Lay out every line from the start of the rows below up to and including the line containing "62 95 L 62 92" as a numbered list, omitting any blank lines.

--- START Extracted records ---

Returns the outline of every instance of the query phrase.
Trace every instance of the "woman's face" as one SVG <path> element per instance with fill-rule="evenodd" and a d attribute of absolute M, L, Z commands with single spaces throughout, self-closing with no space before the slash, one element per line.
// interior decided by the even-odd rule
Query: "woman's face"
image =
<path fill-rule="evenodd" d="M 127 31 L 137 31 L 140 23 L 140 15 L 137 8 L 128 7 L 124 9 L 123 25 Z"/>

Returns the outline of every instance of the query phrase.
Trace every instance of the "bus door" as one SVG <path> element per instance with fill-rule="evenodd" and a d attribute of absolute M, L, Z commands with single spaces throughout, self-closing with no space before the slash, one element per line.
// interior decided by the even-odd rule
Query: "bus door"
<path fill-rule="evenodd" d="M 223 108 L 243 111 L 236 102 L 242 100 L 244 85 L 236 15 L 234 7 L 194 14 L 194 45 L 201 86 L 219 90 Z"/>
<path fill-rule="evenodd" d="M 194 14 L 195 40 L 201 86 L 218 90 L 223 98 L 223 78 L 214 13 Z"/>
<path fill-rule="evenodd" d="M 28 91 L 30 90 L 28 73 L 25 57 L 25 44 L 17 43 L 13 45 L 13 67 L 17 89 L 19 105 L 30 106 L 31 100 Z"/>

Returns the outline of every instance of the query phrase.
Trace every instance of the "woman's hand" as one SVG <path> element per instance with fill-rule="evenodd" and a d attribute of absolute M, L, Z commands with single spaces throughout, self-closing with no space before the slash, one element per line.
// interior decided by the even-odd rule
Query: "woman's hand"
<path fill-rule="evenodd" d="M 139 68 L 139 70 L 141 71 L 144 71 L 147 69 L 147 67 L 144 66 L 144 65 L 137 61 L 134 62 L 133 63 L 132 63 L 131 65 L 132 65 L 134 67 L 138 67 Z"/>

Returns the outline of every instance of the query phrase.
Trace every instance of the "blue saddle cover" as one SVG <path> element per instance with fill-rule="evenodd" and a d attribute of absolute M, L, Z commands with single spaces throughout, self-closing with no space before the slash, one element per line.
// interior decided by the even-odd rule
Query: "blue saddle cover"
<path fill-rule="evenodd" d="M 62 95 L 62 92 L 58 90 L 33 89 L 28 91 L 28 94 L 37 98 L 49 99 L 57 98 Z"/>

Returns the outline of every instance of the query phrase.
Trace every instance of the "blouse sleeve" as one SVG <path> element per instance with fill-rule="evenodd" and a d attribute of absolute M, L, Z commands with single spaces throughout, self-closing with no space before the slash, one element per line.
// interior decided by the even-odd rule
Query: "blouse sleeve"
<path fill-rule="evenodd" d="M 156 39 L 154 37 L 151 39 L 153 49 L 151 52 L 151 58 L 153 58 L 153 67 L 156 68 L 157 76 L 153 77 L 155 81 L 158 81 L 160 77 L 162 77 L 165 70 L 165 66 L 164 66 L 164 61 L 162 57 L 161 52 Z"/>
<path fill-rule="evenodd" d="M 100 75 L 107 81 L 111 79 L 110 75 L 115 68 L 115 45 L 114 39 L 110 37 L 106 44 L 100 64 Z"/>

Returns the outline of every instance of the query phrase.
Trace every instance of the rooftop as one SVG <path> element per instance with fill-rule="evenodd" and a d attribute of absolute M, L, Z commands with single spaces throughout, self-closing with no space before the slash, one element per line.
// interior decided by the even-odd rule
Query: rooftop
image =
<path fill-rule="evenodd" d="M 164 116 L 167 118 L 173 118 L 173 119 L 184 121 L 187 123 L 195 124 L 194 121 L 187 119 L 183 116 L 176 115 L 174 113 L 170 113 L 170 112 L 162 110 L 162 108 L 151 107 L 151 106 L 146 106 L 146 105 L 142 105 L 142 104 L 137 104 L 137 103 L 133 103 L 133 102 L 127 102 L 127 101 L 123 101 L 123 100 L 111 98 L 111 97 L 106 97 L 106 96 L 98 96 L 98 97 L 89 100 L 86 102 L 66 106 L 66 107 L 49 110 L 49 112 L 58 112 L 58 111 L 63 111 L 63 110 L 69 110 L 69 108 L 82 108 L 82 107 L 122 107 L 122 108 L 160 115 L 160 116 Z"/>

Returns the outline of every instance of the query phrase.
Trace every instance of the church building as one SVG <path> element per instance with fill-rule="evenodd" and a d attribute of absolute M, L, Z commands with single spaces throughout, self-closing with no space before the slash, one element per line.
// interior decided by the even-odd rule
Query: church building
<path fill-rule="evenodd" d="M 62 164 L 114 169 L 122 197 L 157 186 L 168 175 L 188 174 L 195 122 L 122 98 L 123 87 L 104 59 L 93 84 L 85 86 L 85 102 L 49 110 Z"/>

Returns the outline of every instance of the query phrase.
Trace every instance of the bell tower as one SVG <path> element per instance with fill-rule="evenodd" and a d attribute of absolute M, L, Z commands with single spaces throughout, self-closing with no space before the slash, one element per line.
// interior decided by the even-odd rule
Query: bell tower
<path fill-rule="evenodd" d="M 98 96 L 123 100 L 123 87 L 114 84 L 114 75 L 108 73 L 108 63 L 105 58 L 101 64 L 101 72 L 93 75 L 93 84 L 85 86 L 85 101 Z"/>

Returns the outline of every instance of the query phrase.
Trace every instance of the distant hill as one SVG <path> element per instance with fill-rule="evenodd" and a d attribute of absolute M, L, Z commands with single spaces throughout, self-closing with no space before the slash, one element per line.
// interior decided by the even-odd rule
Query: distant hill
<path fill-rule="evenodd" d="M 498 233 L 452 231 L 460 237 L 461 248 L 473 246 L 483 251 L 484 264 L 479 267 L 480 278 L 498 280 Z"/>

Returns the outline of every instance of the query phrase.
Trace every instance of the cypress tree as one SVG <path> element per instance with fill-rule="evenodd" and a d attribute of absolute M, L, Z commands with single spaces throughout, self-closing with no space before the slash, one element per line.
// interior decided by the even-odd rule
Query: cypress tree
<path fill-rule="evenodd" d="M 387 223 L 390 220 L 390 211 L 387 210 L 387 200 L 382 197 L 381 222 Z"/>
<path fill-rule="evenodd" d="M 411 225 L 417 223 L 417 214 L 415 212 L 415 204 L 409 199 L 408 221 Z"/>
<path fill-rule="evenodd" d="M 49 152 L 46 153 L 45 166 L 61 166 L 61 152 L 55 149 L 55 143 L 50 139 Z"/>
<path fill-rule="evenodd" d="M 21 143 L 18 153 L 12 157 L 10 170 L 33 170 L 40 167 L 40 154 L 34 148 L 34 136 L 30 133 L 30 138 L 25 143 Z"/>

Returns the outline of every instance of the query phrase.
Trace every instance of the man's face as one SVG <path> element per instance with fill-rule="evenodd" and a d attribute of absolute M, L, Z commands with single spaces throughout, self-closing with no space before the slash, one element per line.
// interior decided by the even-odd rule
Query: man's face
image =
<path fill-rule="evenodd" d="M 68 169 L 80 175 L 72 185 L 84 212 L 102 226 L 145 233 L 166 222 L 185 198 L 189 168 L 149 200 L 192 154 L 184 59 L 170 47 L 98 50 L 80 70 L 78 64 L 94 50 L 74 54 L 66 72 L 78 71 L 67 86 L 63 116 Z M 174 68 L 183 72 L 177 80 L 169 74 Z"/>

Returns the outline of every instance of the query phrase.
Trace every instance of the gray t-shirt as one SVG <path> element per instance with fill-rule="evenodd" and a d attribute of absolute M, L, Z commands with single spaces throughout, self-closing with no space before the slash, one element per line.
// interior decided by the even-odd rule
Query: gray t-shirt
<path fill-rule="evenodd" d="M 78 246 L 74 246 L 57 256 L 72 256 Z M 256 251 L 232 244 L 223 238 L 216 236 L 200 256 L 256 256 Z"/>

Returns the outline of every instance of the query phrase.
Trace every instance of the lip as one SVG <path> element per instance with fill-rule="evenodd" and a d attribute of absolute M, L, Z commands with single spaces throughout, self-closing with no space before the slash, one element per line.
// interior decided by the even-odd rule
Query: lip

--- END Extracted records ---

• Exercise response
1. Returns the outline of every instance of the query phrase.
2. Trace every instance of the "woman's face" as one SVG <path> element per instance with fill-rule="evenodd" and a d attribute of absolute M, L, Z commands with single spaces throughout, self-closing with no space before the slash, one element per line.
3. // interior decided by the even-odd rule
4. Query: "woman's face"
5. image =
6. <path fill-rule="evenodd" d="M 127 31 L 137 31 L 140 23 L 140 15 L 137 8 L 128 7 L 124 9 L 123 25 Z"/>
7. Returns the outline of every instance of the query phrase.
8. Trace every instance of the "bus door" as one SVG <path> element per instance with fill-rule="evenodd" and a d attribute of absolute M, L, Z commands with single spaces throughout, self-closing with no space before the slash, one element per line.
9. // interior decided by the even-odd rule
10. Query: "bus door"
11. <path fill-rule="evenodd" d="M 223 108 L 243 111 L 236 102 L 242 100 L 244 85 L 236 15 L 234 7 L 194 14 L 194 45 L 201 86 L 219 90 Z"/>
12. <path fill-rule="evenodd" d="M 194 14 L 195 40 L 201 86 L 218 90 L 223 98 L 223 78 L 214 13 Z"/>
13. <path fill-rule="evenodd" d="M 28 91 L 30 90 L 28 73 L 25 57 L 25 44 L 17 43 L 13 45 L 13 67 L 17 89 L 19 105 L 30 106 L 31 100 Z"/>
14. Returns the outline of every instance of the query phrase.
15. Trace every instance of the "woman's hand" as one SVG <path> element per instance with fill-rule="evenodd" and a d attribute of absolute M, L, Z commands with single spaces throughout, self-closing with no space before the slash, one element per line.
16. // interior decided by the even-odd rule
17. Query: "woman's hand"
18. <path fill-rule="evenodd" d="M 139 68 L 139 70 L 141 71 L 144 71 L 147 69 L 147 67 L 144 66 L 144 65 L 137 61 L 134 62 L 133 63 L 132 63 L 131 65 L 132 65 L 134 67 L 138 67 Z"/>
19. Returns the outline of every instance of the query phrase.
20. Trace every instance of the "blue saddle cover" as one SVG <path> element per instance with fill-rule="evenodd" and a d attribute of absolute M, L, Z commands with single spaces throughout, self-closing with no space before the slash, one element per line.
21. // interior decided by the even-odd rule
22. Query: "blue saddle cover"
23. <path fill-rule="evenodd" d="M 62 95 L 62 92 L 58 90 L 33 89 L 28 91 L 28 94 L 37 98 L 49 99 L 57 98 Z"/>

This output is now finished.